> [What is required]
Would you return the lines from the one that contains "Drop a pin on every instance of the player's bare" to the last line of the entries below, exactly and with nothing added?

> [Record set]
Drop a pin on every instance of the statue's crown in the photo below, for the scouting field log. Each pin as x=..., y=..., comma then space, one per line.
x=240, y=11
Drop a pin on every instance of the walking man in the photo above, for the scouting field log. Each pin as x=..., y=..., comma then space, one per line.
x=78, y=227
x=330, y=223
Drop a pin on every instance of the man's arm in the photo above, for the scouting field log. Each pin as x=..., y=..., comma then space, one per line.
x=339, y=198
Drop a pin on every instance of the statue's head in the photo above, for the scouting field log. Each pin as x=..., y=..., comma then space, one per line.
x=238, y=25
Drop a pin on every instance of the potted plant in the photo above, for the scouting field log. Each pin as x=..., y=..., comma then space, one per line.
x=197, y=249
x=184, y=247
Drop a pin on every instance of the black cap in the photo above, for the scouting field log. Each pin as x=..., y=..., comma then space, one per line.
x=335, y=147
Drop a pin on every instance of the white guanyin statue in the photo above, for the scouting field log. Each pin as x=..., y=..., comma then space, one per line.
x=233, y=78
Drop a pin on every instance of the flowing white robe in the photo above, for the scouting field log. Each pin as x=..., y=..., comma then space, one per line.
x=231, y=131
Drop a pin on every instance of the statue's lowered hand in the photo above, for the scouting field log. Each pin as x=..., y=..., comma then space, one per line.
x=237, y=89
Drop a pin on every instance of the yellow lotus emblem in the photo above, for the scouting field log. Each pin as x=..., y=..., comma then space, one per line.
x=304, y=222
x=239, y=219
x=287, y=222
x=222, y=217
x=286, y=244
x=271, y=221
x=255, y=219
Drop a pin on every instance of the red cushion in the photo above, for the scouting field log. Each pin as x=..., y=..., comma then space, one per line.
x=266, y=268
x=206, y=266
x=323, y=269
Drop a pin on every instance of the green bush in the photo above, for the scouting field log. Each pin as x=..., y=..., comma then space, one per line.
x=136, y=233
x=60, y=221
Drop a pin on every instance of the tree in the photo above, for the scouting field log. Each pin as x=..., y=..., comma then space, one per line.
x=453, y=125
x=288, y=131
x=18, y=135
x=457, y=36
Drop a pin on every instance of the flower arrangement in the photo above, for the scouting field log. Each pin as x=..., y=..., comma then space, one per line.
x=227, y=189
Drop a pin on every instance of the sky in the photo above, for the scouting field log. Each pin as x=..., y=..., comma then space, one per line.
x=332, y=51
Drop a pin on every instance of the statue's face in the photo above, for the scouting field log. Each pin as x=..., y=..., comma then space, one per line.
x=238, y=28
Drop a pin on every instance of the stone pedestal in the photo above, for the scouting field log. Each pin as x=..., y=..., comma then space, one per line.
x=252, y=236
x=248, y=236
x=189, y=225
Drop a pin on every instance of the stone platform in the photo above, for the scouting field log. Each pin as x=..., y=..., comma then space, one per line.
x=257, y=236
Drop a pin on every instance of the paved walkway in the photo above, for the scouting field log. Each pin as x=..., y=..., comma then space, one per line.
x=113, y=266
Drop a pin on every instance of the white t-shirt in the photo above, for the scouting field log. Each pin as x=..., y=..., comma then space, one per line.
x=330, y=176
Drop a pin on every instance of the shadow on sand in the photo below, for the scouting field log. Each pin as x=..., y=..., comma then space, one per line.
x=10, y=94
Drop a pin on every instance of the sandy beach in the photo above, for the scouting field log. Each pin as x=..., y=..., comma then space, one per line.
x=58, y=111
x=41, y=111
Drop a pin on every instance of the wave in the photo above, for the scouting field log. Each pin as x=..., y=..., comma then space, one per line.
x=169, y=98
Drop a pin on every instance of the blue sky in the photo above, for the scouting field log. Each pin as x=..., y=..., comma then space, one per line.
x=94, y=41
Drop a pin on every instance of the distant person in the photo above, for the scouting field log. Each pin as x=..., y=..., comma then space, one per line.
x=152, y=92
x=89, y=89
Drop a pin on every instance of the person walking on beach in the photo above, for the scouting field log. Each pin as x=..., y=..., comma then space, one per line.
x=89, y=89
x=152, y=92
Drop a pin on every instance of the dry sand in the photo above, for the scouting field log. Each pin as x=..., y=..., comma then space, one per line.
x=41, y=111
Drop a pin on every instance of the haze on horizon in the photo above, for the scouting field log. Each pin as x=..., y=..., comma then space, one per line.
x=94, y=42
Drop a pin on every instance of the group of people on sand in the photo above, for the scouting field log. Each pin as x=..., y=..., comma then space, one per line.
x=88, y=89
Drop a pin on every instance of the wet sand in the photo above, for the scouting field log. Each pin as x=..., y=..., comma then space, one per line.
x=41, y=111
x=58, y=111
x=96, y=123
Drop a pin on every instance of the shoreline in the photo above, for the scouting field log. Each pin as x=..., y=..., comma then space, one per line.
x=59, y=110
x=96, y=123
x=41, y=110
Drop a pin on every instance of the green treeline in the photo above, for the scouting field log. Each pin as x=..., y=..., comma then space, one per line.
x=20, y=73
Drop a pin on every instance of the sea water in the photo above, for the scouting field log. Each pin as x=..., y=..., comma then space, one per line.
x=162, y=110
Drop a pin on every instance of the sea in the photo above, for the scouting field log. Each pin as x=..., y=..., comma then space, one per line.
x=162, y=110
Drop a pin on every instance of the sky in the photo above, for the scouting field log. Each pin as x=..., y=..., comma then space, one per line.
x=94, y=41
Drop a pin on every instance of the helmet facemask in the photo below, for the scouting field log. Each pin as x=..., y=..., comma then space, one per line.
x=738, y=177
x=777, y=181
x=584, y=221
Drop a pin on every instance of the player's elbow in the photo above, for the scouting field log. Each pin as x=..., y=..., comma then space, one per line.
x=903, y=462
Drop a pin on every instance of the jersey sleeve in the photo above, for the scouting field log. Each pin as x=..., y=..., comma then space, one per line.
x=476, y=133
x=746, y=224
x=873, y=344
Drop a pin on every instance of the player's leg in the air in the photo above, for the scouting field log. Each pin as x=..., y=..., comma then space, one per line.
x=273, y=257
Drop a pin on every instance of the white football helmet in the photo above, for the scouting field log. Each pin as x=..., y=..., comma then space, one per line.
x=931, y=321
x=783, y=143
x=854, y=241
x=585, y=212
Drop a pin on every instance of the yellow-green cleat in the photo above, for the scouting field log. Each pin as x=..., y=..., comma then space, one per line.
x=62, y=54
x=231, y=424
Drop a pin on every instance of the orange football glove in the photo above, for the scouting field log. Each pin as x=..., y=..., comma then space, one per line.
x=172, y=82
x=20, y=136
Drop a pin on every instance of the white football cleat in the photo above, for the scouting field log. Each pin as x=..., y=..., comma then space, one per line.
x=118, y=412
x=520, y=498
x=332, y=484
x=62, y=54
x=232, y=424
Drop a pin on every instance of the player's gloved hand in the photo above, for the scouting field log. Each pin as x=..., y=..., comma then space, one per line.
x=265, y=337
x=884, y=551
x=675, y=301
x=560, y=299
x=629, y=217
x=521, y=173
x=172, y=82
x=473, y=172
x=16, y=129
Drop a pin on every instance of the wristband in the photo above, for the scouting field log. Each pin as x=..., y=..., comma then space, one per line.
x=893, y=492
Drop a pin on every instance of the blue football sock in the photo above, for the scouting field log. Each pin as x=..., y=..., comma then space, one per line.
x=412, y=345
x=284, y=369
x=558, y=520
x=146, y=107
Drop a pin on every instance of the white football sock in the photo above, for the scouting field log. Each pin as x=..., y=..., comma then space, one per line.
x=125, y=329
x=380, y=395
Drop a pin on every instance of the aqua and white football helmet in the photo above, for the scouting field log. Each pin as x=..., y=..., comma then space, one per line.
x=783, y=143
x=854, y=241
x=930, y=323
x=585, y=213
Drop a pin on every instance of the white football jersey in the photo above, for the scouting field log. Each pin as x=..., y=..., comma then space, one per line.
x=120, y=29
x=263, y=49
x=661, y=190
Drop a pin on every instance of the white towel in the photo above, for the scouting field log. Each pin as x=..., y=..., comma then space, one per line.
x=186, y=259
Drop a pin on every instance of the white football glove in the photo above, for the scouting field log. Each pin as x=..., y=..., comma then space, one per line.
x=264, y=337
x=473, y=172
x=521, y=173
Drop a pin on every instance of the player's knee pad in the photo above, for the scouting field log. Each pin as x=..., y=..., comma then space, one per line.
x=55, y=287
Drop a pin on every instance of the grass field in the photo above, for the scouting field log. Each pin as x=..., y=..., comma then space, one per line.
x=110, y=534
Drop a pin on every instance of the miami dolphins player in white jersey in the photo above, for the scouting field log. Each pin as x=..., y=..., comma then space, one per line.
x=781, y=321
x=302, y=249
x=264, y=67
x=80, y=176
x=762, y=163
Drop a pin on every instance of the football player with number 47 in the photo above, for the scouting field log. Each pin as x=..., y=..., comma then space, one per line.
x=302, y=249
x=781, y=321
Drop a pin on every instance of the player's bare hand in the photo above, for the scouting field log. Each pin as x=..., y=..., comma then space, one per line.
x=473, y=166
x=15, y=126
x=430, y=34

> [Completed task]
Drop a pin on every instance of the player's bare hand in the photo above, for the scouting field log. Each pin as x=..., y=..., comma then space, one per line.
x=473, y=166
x=15, y=126
x=430, y=34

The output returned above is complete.